The task:
Extract every line in the rows below that contains the string "sweatshirt", copying each such line in full.

## START Dataset entries

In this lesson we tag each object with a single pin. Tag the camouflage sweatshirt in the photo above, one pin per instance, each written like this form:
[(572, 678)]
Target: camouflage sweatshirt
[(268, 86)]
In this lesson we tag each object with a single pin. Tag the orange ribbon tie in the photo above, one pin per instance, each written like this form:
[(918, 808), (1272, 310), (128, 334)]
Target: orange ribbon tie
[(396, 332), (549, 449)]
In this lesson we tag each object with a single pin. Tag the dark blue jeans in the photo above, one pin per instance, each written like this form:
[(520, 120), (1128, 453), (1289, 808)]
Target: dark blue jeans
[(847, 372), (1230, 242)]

## END Dataset entries
## START Dataset entries

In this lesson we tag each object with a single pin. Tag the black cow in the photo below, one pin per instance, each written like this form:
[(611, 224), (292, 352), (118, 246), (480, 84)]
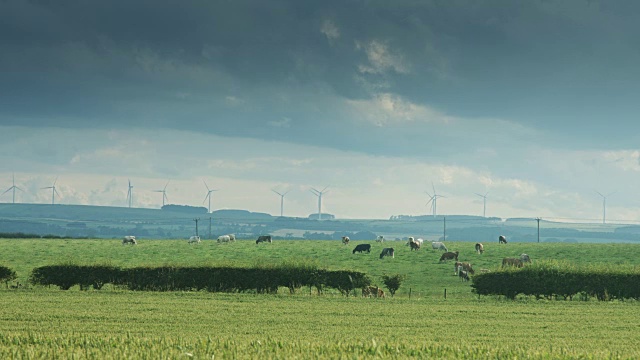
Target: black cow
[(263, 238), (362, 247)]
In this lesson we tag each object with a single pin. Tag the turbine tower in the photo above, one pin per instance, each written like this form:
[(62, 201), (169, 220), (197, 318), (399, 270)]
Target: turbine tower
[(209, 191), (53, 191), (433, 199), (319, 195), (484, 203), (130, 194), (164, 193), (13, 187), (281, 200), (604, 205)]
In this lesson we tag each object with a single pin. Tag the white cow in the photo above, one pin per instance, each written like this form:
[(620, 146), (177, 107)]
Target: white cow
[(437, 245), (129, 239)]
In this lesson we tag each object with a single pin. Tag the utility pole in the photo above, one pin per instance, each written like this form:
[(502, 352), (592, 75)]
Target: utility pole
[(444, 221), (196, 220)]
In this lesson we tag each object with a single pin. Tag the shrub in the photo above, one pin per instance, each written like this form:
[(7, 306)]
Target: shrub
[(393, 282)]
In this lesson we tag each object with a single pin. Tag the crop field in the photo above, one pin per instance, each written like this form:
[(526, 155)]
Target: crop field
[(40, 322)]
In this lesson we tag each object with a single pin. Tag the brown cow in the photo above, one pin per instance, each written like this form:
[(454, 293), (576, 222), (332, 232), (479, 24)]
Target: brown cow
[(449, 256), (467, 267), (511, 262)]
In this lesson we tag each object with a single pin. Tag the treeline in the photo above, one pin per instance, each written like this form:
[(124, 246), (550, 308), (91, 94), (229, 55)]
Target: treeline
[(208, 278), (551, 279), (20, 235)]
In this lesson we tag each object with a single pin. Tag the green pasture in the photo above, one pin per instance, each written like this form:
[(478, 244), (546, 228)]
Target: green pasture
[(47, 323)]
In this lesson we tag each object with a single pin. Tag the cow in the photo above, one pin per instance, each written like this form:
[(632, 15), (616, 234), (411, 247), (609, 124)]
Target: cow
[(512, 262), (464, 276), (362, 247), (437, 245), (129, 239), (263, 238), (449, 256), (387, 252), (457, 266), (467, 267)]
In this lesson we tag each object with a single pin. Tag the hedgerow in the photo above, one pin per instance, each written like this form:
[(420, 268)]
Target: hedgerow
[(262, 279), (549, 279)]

## END Dataset entries

The solution:
In this lesson we tag each object with a single pin. Tag the camouflage sweatshirt in the photo above, one pin per instance, each written like this form:
Target: camouflage sweatshirt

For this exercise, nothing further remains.